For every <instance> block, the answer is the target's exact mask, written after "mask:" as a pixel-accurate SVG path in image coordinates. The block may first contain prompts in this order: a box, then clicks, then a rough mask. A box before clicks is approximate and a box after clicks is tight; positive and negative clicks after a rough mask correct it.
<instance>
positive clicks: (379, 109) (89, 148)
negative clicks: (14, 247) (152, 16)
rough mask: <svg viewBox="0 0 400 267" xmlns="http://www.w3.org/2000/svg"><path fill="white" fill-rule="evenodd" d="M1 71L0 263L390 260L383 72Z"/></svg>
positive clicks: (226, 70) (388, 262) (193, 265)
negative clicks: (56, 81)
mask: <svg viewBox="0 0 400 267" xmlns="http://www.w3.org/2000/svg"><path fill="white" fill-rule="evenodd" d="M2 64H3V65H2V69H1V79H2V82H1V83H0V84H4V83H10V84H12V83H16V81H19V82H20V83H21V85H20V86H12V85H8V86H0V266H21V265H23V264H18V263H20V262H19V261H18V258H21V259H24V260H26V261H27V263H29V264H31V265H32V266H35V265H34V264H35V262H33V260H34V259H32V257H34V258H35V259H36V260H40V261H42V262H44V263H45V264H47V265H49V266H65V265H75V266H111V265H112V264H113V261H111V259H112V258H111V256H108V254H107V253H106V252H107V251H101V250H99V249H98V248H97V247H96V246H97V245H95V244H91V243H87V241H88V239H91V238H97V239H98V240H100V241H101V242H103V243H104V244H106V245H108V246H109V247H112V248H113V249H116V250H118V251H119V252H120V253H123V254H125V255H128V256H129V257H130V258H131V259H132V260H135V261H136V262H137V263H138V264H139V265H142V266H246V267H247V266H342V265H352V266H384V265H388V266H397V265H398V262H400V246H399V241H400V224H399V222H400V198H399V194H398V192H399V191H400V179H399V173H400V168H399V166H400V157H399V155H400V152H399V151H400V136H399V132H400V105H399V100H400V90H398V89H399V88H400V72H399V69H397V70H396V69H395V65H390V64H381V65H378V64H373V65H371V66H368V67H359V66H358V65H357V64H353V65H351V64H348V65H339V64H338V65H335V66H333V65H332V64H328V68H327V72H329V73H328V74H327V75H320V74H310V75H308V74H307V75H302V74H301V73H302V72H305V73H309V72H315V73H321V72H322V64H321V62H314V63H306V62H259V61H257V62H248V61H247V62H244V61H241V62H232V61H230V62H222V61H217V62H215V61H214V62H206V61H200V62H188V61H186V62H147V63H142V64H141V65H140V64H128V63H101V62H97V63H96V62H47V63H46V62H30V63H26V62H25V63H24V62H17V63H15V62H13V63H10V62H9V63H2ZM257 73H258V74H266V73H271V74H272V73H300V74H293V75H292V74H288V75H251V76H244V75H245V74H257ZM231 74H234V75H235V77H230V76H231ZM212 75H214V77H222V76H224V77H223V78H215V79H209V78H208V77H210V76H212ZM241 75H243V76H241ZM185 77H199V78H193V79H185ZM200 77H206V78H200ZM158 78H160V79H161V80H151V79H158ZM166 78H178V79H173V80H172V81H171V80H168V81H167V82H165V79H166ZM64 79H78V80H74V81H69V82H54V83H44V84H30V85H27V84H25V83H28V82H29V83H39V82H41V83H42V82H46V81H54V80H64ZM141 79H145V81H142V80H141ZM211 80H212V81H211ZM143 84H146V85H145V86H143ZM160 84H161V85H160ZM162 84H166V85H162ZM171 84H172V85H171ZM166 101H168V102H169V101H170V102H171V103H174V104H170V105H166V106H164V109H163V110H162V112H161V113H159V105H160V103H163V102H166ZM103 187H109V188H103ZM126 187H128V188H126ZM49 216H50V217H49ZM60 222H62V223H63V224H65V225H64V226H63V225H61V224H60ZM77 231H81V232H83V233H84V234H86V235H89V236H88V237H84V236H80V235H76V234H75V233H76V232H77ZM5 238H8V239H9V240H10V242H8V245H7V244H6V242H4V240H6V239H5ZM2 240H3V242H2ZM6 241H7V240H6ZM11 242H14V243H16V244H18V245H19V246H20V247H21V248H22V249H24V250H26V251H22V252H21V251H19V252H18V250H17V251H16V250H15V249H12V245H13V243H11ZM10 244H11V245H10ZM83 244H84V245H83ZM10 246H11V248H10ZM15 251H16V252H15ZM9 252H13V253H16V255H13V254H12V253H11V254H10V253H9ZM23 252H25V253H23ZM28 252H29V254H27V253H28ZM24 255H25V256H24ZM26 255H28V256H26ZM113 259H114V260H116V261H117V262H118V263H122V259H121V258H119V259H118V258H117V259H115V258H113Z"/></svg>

----------------------------------------

**What you should do**:
Search the entries above for lines holding the string "instance", then report only how many there are.

**Answer to this exercise**:
2